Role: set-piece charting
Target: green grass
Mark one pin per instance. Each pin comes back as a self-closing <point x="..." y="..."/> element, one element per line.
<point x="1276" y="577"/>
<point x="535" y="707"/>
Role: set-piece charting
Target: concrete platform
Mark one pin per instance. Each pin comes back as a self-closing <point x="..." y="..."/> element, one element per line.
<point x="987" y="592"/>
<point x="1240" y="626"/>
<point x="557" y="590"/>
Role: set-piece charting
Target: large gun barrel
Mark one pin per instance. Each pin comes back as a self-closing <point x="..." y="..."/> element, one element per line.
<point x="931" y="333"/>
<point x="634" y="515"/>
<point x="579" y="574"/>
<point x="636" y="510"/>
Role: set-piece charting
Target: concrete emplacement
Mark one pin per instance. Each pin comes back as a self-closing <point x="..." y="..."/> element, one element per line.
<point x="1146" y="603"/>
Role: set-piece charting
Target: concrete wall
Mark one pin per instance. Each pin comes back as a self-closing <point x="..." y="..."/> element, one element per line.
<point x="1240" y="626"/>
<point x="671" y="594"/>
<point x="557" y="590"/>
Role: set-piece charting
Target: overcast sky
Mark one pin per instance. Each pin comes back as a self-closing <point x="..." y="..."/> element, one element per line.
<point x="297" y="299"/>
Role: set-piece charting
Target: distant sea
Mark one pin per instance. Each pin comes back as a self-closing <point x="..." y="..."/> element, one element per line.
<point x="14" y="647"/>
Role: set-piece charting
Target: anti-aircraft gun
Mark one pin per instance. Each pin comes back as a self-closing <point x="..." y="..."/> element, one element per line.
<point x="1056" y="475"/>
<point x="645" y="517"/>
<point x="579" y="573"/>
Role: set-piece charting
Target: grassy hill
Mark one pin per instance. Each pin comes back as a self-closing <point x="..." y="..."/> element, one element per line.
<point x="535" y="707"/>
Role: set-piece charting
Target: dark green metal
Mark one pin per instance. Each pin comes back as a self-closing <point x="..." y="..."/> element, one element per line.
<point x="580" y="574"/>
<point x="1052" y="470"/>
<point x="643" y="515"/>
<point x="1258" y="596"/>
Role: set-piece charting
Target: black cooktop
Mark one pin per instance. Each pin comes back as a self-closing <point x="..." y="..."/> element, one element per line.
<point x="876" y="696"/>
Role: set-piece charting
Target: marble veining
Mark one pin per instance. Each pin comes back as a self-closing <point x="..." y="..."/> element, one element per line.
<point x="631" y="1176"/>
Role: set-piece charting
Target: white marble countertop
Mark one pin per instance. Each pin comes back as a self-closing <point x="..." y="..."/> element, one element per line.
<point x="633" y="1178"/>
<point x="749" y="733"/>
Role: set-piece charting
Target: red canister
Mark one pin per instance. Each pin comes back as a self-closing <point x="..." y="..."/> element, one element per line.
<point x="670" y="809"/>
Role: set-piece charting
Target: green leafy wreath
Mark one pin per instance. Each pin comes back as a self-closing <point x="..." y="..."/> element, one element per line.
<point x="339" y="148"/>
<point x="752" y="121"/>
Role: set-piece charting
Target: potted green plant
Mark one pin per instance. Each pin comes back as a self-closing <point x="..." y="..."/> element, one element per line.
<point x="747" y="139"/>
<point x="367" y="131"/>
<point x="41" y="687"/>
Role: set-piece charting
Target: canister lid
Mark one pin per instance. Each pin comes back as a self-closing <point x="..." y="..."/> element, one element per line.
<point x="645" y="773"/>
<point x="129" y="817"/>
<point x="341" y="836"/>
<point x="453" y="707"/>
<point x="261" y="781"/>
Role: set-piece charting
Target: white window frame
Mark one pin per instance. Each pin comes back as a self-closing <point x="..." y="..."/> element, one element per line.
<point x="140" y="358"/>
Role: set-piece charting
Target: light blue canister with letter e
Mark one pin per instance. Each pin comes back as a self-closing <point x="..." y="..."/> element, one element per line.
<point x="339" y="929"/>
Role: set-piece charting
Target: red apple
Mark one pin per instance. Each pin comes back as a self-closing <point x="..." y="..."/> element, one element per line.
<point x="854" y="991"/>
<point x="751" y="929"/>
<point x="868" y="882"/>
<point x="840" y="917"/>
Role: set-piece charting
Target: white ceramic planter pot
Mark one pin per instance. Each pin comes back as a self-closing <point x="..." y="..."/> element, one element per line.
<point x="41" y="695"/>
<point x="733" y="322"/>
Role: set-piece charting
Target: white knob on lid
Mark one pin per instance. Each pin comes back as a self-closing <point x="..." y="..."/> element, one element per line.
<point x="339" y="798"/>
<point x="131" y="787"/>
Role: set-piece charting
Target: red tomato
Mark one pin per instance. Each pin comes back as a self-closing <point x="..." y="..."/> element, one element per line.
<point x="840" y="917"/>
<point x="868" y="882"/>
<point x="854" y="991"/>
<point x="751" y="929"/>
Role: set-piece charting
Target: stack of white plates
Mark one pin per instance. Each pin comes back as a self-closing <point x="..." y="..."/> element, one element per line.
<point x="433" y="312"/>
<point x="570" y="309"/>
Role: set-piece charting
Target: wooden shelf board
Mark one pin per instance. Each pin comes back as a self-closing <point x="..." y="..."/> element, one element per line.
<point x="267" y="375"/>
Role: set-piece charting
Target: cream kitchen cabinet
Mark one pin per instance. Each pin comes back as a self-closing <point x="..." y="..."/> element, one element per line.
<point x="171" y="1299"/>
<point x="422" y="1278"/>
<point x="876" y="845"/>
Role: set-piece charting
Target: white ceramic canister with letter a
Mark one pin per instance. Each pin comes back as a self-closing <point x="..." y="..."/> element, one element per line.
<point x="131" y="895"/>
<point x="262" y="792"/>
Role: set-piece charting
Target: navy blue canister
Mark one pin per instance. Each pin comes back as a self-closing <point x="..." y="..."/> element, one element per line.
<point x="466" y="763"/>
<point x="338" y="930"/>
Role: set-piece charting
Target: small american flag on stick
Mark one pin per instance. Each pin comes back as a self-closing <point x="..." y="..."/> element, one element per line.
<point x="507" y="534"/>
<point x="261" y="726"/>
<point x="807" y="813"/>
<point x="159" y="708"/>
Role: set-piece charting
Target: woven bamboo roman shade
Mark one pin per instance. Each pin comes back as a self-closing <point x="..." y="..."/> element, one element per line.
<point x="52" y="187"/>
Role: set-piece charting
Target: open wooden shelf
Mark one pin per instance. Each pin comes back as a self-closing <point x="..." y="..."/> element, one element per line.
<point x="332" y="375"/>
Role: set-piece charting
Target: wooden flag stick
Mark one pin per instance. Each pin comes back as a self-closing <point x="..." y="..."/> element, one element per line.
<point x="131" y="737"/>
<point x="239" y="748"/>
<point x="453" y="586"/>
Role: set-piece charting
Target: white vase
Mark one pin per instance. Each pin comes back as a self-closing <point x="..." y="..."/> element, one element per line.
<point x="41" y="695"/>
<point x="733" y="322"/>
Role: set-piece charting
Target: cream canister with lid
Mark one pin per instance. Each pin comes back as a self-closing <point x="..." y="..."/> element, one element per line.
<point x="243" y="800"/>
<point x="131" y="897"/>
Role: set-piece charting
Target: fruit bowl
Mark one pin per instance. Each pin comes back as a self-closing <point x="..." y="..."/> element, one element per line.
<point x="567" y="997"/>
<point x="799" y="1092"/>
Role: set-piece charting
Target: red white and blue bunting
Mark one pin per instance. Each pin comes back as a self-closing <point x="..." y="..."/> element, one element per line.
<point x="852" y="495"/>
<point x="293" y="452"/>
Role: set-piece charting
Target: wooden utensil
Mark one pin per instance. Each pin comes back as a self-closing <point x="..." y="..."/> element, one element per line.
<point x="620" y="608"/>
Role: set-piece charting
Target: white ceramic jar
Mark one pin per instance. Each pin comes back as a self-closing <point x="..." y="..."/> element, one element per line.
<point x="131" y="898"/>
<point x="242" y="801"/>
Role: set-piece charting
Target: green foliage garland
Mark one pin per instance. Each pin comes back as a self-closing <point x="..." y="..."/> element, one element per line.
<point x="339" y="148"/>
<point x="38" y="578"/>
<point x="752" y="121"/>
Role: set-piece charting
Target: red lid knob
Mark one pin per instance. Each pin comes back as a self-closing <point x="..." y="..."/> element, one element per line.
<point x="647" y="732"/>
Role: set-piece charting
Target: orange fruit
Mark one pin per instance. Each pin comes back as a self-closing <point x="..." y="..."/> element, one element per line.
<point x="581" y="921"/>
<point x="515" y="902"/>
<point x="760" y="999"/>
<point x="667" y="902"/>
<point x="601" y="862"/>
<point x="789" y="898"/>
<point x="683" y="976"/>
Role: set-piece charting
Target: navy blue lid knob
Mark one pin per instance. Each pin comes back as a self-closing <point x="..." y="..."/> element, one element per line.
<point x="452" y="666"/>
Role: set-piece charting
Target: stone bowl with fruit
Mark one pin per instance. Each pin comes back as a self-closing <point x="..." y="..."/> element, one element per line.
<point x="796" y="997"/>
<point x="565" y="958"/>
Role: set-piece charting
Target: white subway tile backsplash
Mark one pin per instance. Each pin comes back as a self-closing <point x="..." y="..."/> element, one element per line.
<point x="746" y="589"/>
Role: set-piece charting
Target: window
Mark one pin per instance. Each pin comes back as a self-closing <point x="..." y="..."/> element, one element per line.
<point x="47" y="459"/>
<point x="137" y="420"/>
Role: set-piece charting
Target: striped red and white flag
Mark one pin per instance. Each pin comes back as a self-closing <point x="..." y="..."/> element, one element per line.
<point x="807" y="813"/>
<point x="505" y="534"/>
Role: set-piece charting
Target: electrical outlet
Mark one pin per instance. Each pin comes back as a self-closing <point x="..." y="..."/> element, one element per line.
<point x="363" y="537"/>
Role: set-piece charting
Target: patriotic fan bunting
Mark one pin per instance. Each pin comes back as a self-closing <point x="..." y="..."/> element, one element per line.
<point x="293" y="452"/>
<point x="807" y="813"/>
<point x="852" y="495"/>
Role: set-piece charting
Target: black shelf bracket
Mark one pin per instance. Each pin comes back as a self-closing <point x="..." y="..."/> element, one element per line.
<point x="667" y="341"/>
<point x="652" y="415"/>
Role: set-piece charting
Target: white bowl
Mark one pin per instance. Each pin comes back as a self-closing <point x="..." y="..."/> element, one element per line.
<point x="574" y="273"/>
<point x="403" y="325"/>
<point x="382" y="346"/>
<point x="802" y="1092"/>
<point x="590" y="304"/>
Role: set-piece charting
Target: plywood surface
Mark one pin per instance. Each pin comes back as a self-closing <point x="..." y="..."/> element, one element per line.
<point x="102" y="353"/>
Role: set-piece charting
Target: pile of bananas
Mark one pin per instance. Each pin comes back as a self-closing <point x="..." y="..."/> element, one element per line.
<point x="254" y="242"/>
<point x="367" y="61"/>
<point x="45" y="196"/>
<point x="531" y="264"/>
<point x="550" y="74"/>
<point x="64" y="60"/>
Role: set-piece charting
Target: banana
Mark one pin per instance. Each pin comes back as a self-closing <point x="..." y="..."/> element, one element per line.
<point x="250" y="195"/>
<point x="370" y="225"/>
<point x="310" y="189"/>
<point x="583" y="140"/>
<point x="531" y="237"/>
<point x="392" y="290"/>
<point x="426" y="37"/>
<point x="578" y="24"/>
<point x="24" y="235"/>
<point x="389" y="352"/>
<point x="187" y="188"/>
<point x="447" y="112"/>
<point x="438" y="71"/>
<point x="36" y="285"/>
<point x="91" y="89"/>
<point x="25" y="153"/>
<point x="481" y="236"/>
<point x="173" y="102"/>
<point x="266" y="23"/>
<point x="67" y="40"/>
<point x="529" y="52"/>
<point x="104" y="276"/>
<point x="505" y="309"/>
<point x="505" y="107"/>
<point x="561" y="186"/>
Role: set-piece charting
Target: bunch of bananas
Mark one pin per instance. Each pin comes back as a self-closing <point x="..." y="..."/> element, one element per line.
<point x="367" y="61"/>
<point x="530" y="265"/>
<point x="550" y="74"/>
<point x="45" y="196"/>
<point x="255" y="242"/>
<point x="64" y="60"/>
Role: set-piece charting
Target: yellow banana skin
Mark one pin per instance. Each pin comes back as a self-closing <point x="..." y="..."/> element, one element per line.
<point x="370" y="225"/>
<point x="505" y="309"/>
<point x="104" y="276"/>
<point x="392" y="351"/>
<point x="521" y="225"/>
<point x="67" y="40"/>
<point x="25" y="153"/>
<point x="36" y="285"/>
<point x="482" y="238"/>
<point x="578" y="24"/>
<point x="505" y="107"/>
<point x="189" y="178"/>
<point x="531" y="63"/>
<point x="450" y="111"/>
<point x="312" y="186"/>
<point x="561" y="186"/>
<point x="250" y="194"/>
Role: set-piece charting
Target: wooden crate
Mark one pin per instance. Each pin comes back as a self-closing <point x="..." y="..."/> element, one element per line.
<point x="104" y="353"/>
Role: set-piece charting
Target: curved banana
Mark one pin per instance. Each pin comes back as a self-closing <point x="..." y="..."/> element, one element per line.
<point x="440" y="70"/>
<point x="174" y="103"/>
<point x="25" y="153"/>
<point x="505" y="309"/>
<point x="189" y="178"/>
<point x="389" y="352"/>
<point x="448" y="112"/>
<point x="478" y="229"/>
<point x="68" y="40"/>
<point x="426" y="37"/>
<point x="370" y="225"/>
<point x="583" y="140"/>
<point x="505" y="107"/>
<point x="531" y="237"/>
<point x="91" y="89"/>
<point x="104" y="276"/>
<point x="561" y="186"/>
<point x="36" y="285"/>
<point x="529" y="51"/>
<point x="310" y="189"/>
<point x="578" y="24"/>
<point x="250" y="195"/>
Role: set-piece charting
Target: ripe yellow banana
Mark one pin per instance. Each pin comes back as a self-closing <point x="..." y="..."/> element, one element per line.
#####
Written task →
Please count the lines in the records above that contain the word "navy". Reply with the number alone.

Exercise solution →
2